Return all the data verbatim but without images.

Collected data entries
Start of Block
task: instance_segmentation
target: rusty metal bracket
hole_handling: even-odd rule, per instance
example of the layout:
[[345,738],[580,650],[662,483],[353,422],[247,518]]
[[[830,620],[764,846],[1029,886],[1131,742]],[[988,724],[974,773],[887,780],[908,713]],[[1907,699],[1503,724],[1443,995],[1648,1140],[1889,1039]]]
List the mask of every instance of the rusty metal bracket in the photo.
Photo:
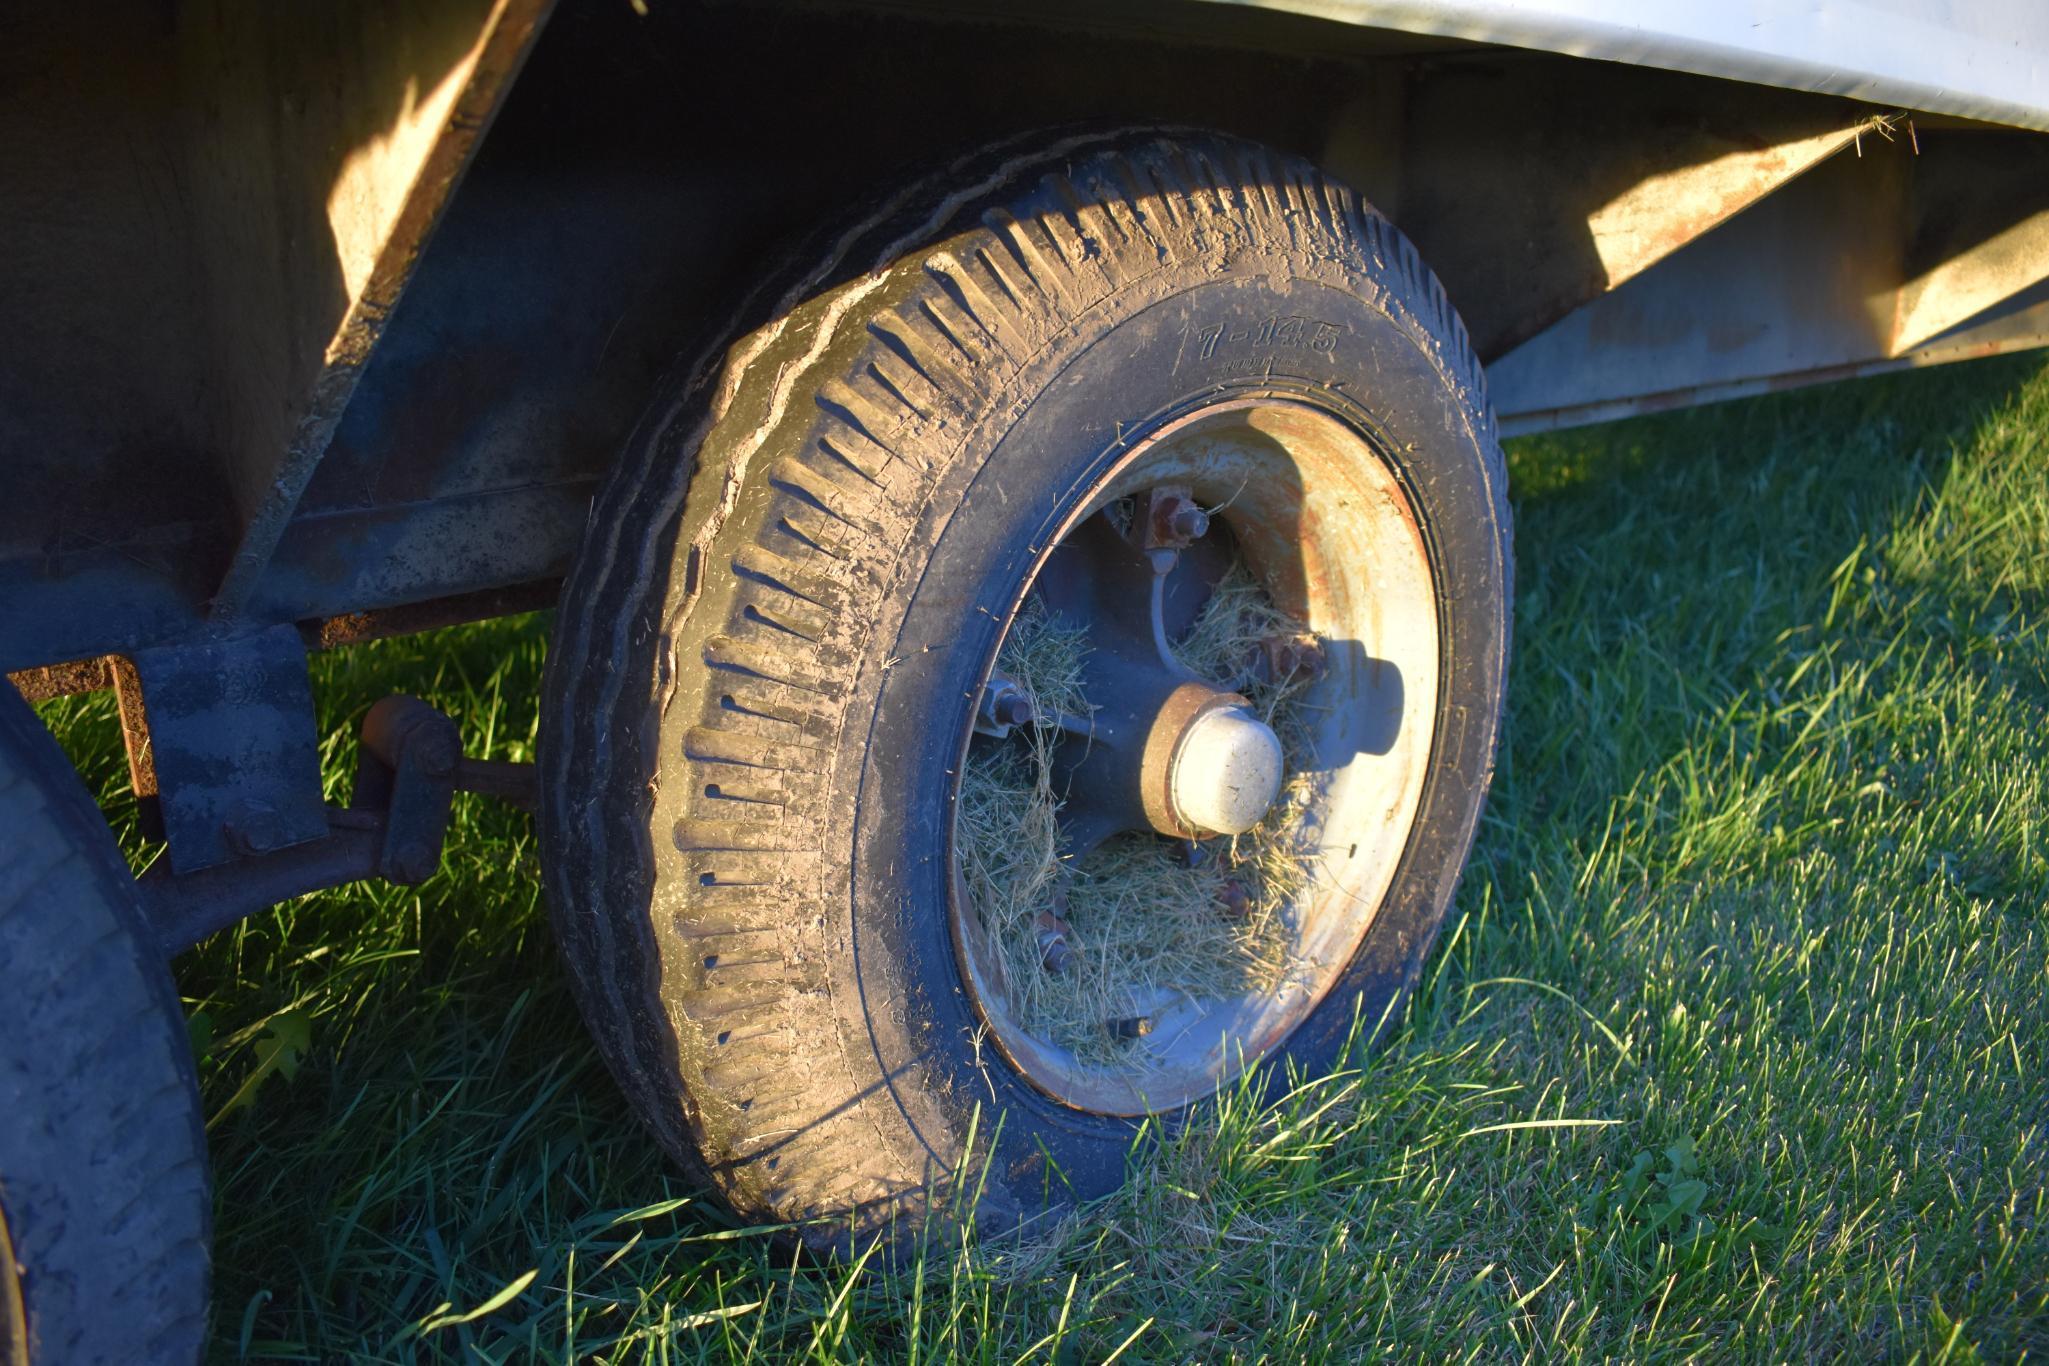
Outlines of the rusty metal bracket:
End of Block
### Result of the task
task: instance_segmentation
target: rusty metal bracket
hole_handling: even-odd rule, per instance
example of the layout:
[[345,738],[580,650],[662,483],[353,422],[247,518]]
[[[830,620],[764,846],[1029,886],[1131,742]],[[988,724],[974,773],[887,780],[908,713]],[[1907,699],[1503,724],[1443,995],[1648,1140],[1889,1039]]]
List the mask of every instance of the rusty metal bracket in the photo.
Photo:
Outlines of the rusty metal bracket:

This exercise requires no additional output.